PROBLEM DESCRIPTION. Please recast all of the data below as a Markdown table with two columns, No. and Line, giving each line its own numbered row. Skip blank lines and leave the pictures out.

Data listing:
— start —

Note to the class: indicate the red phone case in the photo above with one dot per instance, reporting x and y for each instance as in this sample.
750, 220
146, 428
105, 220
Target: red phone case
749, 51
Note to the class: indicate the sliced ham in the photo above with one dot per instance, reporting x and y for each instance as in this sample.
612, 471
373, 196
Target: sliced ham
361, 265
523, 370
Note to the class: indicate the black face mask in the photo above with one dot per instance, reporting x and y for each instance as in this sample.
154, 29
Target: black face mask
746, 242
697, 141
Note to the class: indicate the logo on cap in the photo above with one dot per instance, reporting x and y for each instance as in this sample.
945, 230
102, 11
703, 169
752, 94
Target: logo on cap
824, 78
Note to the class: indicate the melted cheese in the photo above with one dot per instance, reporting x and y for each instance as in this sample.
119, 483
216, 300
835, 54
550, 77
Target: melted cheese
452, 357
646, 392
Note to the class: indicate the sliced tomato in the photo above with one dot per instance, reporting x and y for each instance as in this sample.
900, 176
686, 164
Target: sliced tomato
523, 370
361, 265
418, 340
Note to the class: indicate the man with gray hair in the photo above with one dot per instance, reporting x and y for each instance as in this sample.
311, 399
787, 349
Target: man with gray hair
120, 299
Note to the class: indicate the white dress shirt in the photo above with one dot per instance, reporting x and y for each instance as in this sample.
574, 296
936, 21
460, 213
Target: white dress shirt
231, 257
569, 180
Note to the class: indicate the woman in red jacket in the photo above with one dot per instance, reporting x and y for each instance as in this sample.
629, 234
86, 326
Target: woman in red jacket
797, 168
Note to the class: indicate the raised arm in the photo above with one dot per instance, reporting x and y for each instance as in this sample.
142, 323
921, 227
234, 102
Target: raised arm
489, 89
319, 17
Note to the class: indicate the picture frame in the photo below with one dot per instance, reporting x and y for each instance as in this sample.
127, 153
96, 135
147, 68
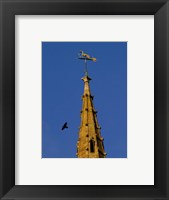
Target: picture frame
8, 10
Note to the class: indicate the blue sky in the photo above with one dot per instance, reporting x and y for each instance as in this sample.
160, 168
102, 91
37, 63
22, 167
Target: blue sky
62, 89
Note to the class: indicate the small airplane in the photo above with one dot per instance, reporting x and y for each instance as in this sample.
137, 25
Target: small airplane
85, 56
64, 126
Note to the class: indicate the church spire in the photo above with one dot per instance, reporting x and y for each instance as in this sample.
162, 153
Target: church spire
90, 142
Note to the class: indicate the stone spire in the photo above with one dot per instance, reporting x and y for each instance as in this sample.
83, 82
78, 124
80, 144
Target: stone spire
90, 142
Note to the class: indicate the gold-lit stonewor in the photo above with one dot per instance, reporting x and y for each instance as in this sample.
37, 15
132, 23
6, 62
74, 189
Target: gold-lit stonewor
90, 143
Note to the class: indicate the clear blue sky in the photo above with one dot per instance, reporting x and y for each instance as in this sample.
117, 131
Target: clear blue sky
62, 89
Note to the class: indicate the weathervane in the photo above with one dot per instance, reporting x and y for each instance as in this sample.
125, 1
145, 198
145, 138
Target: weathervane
85, 57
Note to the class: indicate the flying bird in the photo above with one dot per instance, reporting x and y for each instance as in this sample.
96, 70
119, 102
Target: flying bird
64, 126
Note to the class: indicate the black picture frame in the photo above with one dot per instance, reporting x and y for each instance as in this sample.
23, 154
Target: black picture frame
8, 10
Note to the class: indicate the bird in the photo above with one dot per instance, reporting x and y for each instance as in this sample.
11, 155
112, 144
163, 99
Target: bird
64, 126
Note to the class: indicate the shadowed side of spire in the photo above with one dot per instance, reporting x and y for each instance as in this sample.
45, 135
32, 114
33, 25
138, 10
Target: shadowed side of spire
90, 142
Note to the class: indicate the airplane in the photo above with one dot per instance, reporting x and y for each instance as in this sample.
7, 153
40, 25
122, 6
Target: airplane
64, 126
85, 56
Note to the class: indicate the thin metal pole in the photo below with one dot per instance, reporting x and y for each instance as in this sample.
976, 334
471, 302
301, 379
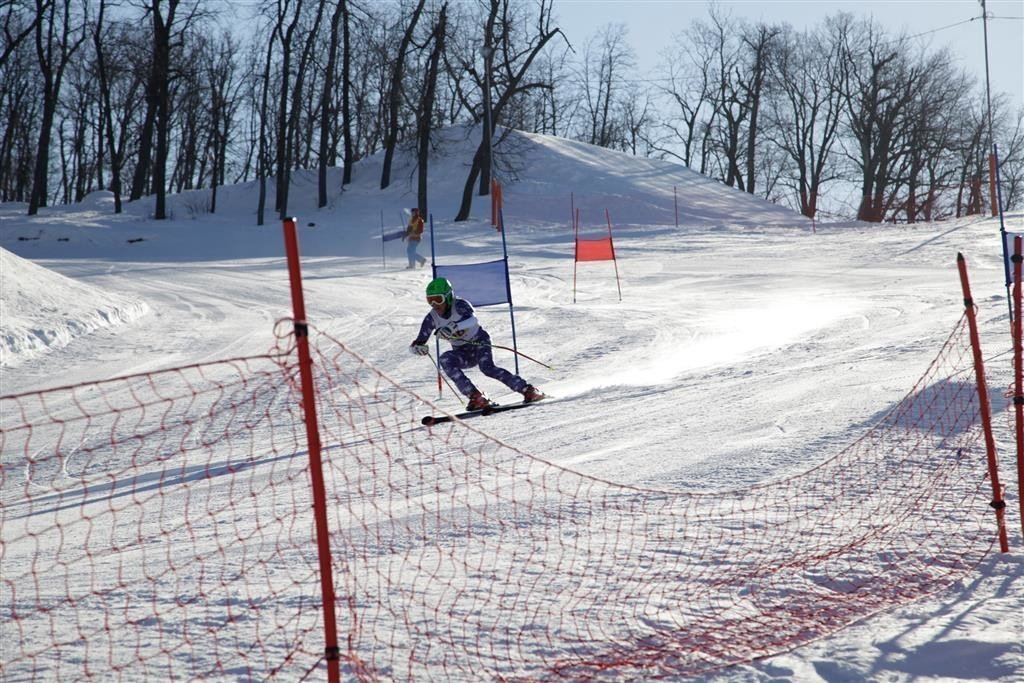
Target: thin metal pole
331, 651
611, 244
988, 99
576, 253
1019, 378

— end —

SOLUTION BELOW.
| No. | Line |
|---|---|
| 1 | Note to the class: indicate the red phone case in the photo above with one dot per instance, reporting x and y for each instance as in this sample. |
| 2 | 750, 220 |
| 3 | 146, 428 |
| 4 | 105, 220 |
| 5 | Target: red phone case |
| 6 | 749, 51 |
| 7 | Note to the class: indicate the sliced ham in the photo above with one dot per instance, reporting x and y for each instance as in this sample. |
| 8 | 612, 471 |
| 9 | 373, 196 |
| 10 | Target: sliced ham |
| 11 | 361, 265 |
| 12 | 523, 370 |
| 13 | Note to the class: indicate the black face mask in the photo above with one dot per instance, reporting x and y for each instance as in this sample. |
| 14 | 154, 29 |
| 15 | Target: black face mask |
| 16 | 746, 242 |
| 17 | 697, 141 |
| 18 | Note to the class: indicate the logo on cap in the photo above with one dot per instance, reporting x and y for each instance as in this sample. |
| 19 | 945, 230 |
| 20 | 102, 11 |
| 21 | 703, 169 |
| 22 | 752, 94 |
| 23 | Target: logo on cap |
| 24 | 824, 78 |
| 25 | Note to the class: indicate the melted cheese in the photo above with one dot per instance, reporting x and y for each instance as in this sample. |
| 26 | 119, 483 |
| 27 | 216, 300 |
| 28 | 835, 54 |
| 29 | 550, 77 |
| 30 | Target: melted cheese |
| 31 | 452, 357 |
| 32 | 646, 392 |
| 33 | Note to the class: indicate the sliced tomato in the photo above with one dot per instance, reporting x and y for each instance as in this sample. |
| 34 | 900, 176 |
| 35 | 686, 164 |
| 36 | Target: sliced tomato |
| 37 | 523, 370 |
| 38 | 361, 265 |
| 39 | 418, 340 |
| 40 | Note to the class: indicate the man with gray hair in the photo above with one dot per instance, reporting x and y for each instance as in this sample. |
| 41 | 311, 399 |
| 42 | 787, 349 |
| 43 | Target: man with gray hair |
| 44 | 120, 299 |
| 45 | Note to the class: indicate the white dress shirt in the photo above with one dot per instance, reporting x and y for each instance as in this sample. |
| 46 | 574, 296 |
| 47 | 936, 21 |
| 48 | 460, 213 |
| 49 | Target: white dress shirt |
| 50 | 231, 257 |
| 51 | 569, 180 |
| 52 | Note to the class: indicate the woman in red jacket in the photo above with one dot per instance, reporting x and y for each instance as in this sample. |
| 53 | 629, 234 |
| 54 | 86, 326 |
| 55 | Target: woman in red jacket |
| 56 | 797, 168 |
| 57 | Note to the class: indicate the raised arm in the photo above with one dot per instance, reporting x and y for each instance as in this sample. |
| 58 | 142, 323 |
| 59 | 921, 227 |
| 60 | 234, 102 |
| 61 | Target: raised arm |
| 62 | 489, 89 |
| 63 | 319, 17 |
| 64 | Note to the class: indicate the picture frame in the photo below with one dot per instance, reporting x and y for each instance as in this sample. |
| 65 | 127, 153 |
| 66 | 96, 135 |
| 67 | 147, 68 |
| 68 | Target: picture frame |
| 69 | 8, 10 |
| 70 | Note to the class: indicate the blue sky in the photo above with one dot per instance, reporting x and y for each instance as in this sample. |
| 71 | 160, 168 |
| 72 | 102, 91 |
| 73 | 37, 63 |
| 74 | 22, 167 |
| 75 | Target: blue sky |
| 76 | 62, 89 |
| 77 | Note to the class: indicate the small airplane in the photo above with one dot per instance, reporting x and y for each instance as in this sample. |
| 78 | 137, 25 |
| 79 | Target: small airplane |
| 80 | 85, 56 |
| 81 | 64, 126 |
| 82 | Note to the class: indicate the church spire in the photo above with one dot per instance, reporting x and y for each instance as in this sample. |
| 83 | 162, 153 |
| 84 | Target: church spire |
| 85 | 90, 142 |
| 86 | Note to the class: indicate the stone spire in the photo above with one dot per instance, reporting x and y for each instance as in this sample. |
| 87 | 83, 82 |
| 88 | 78, 124 |
| 89 | 80, 144 |
| 90 | Target: stone spire |
| 91 | 90, 142 |
| 92 | Note to the class: indicate the gold-lit stonewor in the photo above with one dot per instance, reporting x and y for each instance as in this sample. |
| 93 | 37, 15 |
| 94 | 132, 23 |
| 95 | 6, 62 |
| 96 | 74, 189 |
| 97 | Target: gold-lit stonewor |
| 98 | 90, 143 |
| 99 | Note to the class: indicate the clear blue sky in the photo above with one dot per instance, reporting x and y for each instance as in this sample. |
| 100 | 117, 131 |
| 101 | Target: clear blue sky |
| 102 | 62, 89 |
| 103 | Note to the class: indicate the weathervane in the photo above with one dot per instance, reporting x and y for each instance as in this sample. |
| 104 | 125, 1 |
| 105 | 145, 198 |
| 106 | 145, 138 |
| 107 | Target: weathervane |
| 108 | 85, 57 |
| 109 | Note to the class: indicate the flying bird in the photo above with one dot per instance, reporting x and y for each instance as in this sample. |
| 110 | 96, 70 |
| 111 | 119, 102 |
| 112 | Target: flying bird |
| 113 | 64, 126 |
| 114 | Note to the class: indicate the black picture frame in the photo above with one dot per instance, reporting x and y for each instance as in this sample. |
| 115 | 23, 154 |
| 116 | Target: black picture frame |
| 117 | 8, 10 |
| 118 | Note to the class: indicate the bird in the photo above with one dot per instance, reporting x and y for each instance as in this sample. |
| 119 | 11, 155 |
| 120 | 112, 144 |
| 121 | 163, 99 |
| 122 | Target: bird |
| 123 | 64, 126 |
| 124 | Note to the class: indicate the shadowed side of spire in the photo above with one dot per instance, reporting x and y for each instance as in this sample. |
| 125 | 45, 135 |
| 126 | 32, 114 |
| 127 | 33, 25 |
| 128 | 138, 10 |
| 129 | Target: shadowed side of spire |
| 130 | 90, 142 |
| 131 | Note to the class: indicate the airplane in the photo above with one dot per instance, reporting x and y for each instance as in this sample. |
| 132 | 7, 153 |
| 133 | 40, 25 |
| 134 | 122, 6 |
| 135 | Target: airplane |
| 136 | 64, 126 |
| 137 | 85, 56 |
| 138 | Note to the class: indicate the thin metal pole in the photo below with one dot per instance, reporting x and y for each instance as in this sample. |
| 139 | 976, 334 |
| 140 | 471, 302 |
| 141 | 301, 379 |
| 142 | Target: thin metal pole |
| 143 | 331, 651 |
| 144 | 611, 244 |
| 145 | 988, 99 |
| 146 | 576, 253 |
| 147 | 1019, 378 |